PROBLEM DESCRIPTION
Rewrite the items starting at the line that has "Query: entrance canopy" and ending after the line that has "[190,0,284,27]", switching "hotel" to "motel" and leaving everything else unchanged.

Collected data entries
----------
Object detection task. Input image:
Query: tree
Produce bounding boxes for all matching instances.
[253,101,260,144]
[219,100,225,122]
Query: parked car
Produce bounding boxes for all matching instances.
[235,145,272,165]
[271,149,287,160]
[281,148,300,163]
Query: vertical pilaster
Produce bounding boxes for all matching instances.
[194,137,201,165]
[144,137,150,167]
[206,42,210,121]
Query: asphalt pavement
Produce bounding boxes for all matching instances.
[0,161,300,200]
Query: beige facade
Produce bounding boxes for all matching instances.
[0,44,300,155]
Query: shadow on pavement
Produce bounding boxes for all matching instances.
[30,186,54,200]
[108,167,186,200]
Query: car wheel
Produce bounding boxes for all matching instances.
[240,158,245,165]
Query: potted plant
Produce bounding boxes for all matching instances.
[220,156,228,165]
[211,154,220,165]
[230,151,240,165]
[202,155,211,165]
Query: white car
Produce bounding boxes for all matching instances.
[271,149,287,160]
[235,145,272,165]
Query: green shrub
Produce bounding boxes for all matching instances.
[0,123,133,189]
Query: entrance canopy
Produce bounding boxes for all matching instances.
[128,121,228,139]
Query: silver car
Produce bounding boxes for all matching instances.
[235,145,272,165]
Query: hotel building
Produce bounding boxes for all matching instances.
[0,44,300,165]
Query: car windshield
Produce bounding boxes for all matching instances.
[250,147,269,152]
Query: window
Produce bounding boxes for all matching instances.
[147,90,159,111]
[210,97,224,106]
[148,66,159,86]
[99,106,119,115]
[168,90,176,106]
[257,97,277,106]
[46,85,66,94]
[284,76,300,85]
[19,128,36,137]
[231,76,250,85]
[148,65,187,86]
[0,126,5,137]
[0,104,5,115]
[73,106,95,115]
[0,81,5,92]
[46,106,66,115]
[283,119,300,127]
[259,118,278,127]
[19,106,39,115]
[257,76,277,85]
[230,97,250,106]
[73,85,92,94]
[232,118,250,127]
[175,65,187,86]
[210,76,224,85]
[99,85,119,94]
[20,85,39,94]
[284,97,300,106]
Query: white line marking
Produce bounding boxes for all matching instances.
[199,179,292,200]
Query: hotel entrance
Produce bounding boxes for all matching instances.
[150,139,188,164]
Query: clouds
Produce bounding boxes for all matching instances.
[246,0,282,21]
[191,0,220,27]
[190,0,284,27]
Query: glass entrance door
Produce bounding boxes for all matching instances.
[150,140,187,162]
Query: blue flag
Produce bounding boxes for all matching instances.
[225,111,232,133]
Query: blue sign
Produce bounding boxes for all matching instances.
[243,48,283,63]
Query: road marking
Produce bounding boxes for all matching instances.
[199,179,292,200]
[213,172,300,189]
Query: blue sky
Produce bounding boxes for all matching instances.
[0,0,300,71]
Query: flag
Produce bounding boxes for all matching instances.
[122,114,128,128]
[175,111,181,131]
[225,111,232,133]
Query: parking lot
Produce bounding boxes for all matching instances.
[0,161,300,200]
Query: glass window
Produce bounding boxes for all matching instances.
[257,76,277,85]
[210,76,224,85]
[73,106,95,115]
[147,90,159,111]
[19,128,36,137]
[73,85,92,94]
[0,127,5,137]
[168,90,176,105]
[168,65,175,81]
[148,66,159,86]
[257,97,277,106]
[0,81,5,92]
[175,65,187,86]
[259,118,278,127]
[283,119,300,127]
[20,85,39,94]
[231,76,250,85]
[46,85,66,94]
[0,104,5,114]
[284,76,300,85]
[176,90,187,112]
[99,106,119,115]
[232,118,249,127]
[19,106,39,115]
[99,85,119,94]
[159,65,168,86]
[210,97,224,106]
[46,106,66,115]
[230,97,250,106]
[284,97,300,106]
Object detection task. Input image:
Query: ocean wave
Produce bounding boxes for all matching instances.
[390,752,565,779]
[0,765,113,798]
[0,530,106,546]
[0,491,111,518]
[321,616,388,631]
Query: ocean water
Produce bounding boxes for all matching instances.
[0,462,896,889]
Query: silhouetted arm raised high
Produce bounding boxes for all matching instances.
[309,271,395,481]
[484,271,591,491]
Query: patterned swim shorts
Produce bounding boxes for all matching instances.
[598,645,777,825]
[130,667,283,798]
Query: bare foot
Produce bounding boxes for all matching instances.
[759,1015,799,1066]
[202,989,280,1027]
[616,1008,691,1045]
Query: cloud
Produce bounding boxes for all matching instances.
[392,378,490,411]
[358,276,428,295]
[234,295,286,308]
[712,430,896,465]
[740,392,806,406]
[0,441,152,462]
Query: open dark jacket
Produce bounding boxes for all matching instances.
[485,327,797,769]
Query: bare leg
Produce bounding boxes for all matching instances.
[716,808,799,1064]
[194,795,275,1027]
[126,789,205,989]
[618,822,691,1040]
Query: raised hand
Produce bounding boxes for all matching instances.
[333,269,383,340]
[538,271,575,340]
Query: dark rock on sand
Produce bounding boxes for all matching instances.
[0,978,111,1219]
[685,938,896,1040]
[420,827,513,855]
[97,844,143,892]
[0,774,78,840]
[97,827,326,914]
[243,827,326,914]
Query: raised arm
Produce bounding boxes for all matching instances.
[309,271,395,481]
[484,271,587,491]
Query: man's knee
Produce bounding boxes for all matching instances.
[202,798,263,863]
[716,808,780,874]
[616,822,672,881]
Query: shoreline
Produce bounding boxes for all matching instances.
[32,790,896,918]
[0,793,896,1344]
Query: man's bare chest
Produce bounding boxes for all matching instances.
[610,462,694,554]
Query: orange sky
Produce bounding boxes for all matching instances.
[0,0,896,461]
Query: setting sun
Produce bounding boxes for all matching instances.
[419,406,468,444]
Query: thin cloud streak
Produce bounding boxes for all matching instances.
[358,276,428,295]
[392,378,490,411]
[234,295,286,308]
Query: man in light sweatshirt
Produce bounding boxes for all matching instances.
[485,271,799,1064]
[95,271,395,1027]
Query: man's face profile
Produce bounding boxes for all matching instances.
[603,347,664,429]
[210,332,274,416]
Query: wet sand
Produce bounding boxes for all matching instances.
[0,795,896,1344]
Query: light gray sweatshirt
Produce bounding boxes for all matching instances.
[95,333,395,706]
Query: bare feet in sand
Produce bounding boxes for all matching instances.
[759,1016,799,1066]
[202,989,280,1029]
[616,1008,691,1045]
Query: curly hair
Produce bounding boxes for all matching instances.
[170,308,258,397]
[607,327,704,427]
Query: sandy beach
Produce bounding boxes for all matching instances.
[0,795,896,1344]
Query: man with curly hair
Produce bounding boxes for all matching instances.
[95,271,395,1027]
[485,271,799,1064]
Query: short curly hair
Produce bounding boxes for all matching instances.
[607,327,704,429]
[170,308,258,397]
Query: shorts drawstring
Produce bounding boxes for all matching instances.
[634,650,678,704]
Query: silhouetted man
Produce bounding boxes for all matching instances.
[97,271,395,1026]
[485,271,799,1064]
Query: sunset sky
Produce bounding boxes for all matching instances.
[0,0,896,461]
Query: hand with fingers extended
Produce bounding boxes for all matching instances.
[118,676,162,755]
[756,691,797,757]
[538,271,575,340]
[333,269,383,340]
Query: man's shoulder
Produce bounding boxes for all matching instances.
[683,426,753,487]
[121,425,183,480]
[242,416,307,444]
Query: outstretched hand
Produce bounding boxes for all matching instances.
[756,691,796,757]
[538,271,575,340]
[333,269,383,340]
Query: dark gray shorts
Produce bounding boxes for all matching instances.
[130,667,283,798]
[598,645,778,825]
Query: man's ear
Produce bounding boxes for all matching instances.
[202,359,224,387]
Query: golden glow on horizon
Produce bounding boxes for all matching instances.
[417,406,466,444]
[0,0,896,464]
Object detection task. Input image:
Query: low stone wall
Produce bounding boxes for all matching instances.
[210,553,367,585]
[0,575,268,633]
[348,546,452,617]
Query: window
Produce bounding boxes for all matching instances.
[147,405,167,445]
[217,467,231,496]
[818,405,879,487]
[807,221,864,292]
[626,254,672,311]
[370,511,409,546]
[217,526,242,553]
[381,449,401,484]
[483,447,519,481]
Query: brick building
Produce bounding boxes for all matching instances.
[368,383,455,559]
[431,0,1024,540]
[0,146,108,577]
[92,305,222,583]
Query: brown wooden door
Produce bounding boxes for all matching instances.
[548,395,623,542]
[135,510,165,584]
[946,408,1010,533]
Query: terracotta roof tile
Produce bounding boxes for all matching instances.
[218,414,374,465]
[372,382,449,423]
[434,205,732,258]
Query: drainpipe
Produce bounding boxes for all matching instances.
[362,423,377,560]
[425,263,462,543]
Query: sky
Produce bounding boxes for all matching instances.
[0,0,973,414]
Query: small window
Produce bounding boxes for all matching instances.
----------
EXERCISE ANSWER
Query: entrance canopy
Produce bounding boxes for all matching instances.
[128,121,228,139]
Query: silver car
Produce bounding boxes for all matching instances.
[235,145,272,165]
Query: motel building
Produce bounding boxes for all matching instances.
[0,44,300,165]
Query: car windshield
Produce bounding boxes for all matching instances.
[250,147,269,152]
Query: window
Produce bounding boxes for all matching instances.
[147,90,159,111]
[210,97,224,106]
[148,66,159,86]
[99,106,119,115]
[168,90,176,106]
[257,97,277,106]
[46,85,66,94]
[284,76,300,85]
[19,128,36,137]
[231,76,250,85]
[148,65,187,86]
[0,126,5,137]
[0,104,5,115]
[73,106,95,115]
[0,81,5,92]
[46,106,66,115]
[283,119,300,127]
[259,118,278,127]
[19,106,39,115]
[257,76,277,85]
[230,97,250,106]
[73,85,92,94]
[232,118,250,127]
[175,65,187,86]
[210,76,224,85]
[99,85,119,94]
[20,85,39,94]
[284,97,300,106]
Query: white line marking
Produce bounding boxes for all matching instances.
[199,179,292,200]
Query: motel entrance
Produce bounding boxes for all matching instances.
[150,139,188,164]
Query: clouds
Produce bounding boxes for all matching instances.
[246,0,282,21]
[191,0,220,27]
[190,0,284,27]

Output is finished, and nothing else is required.